> Excerto da página:

==========

A felicidade completa é sermos nós, aqui e agora. Parece simples, mas raros são os contemplados nessa busca. Tenho de ser franca. Se muitas vezes não acreditei no destino e na razão de ser das coisas, muitas vezes também não acreditei nas coincidências. Talvez seja mesmo uma escolha, uma perspectiva, uma opção que se toma. Por vezes muitos acontecimentos, muitas pessoas, muitos percalços, muitas travessias me pareceram fazer perfeito sentido no meu caminho. E quando digo isto não me refiro a coisas boas, tão somente, conto com todas as más. As pessoas que de mim se aproximam (ou de quem eu me aproximo) também parecem ter um significado, um denominador comum, bom ou mau, mas específico. Gosto de ver a minha antítese para perceber quem sou, de facto. Quando dizemos «eu era incapaz de fazer aquilo» estamos a definir-nos, embora pela negativa. Por vezes temos de espreitar os outros para perceber isso.

==========

> Dados extraídos:

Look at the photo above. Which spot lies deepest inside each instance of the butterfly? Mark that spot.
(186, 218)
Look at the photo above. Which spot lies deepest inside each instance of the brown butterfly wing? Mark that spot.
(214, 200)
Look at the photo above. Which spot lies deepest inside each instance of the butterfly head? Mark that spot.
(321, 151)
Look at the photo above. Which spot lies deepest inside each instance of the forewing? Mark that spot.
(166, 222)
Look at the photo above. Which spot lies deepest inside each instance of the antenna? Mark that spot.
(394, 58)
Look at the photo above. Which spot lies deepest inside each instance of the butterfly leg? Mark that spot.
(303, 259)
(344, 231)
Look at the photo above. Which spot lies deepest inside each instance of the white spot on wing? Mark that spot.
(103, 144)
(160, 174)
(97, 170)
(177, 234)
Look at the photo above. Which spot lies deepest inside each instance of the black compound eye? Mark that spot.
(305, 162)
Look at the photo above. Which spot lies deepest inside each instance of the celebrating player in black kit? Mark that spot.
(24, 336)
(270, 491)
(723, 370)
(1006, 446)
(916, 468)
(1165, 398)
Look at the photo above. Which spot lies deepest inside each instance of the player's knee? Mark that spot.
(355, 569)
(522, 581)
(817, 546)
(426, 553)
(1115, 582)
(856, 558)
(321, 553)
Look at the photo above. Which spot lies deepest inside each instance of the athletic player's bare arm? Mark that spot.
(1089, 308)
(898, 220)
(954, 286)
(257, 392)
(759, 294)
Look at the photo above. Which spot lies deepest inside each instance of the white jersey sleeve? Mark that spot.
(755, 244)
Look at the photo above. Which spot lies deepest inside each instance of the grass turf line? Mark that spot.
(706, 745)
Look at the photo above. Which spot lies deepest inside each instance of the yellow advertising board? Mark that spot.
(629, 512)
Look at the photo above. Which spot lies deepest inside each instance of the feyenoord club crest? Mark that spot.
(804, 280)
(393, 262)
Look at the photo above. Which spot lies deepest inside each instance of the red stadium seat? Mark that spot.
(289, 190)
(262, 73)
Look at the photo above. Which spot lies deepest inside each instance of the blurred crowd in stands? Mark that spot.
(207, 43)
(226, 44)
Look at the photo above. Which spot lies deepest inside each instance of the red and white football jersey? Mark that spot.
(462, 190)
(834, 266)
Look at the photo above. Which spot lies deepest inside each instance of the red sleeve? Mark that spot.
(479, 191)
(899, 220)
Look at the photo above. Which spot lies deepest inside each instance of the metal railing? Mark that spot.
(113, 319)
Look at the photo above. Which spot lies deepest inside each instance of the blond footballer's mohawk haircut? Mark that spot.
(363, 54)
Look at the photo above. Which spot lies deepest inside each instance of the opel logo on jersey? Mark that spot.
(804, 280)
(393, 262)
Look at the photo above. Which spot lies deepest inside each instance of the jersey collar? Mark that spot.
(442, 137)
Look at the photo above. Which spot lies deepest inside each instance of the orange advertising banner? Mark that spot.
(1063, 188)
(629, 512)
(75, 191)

==========

> Tarefas a realizar:
A: Responda a estas perguntas com base no texto sobre a felicidade:
(i) Em que consiste a felicidade completa?
(ii) Para que gosta quem escreve de ver a sua antítese?
(iii) Segundo o texto, o que estamos a fazer quando dizemos «eu era incapaz de fazer aquilo»?
B: Prossiga o texto sobre a felicidade a partir da última frase, no mesmo tom.
As entradas não têm qualquer papel nestas tarefas.

> Respostas por ordem:
A:
(i) Em sermos nós, aqui e agora.
(ii) Para perceber quem é, de facto.
(iii) Estamos a definir-nos, embora pela negativa.

B:
Não aceito nada bem as injustiças. A mim parece-me sempre que determinadas pessoas deveriam estar com outras, chocar com força para aprenderem, mas de facto não tem sido assim, e talvez não tenha de ser. A mim parece-me que certas pessoas nunca deveriam adoecer e morrer, mas calha a todos…a alguns a experiência da tristeza e da angústia fá-los-ia aprender a dar valor aos seus actos, mas esses não são punidos senão com a infelicidade, ou tão somente com a estupidez e a inconsciência (que não me parece chegar). Outros parecem receber punições pesadas só por serem eles próprios ou pessoas inteligentes. Qual é o valor de tudo isto? Quem somos, afinal? Será como na selva, que os leões caçam uma gazela ao acaso, depois de atacarem a manada? Será que as doenças e a morte são assim? Qual é a triste sorte do ser humano, a sua condenação?
Dói-me a incapacidade de algumas pessoas para verem o caminho escolhido com clareza. Muitas escolhem o que dá jeito, outras o que está mais perto, outras ainda escolhem em função do seu umbigo e nada mais. Quais as consequências das nossas escolhas? Haverá para uns e não para outros? Quem somos depois de sacrificarmos os nossos sentimentos em nome dos nossos objectivos?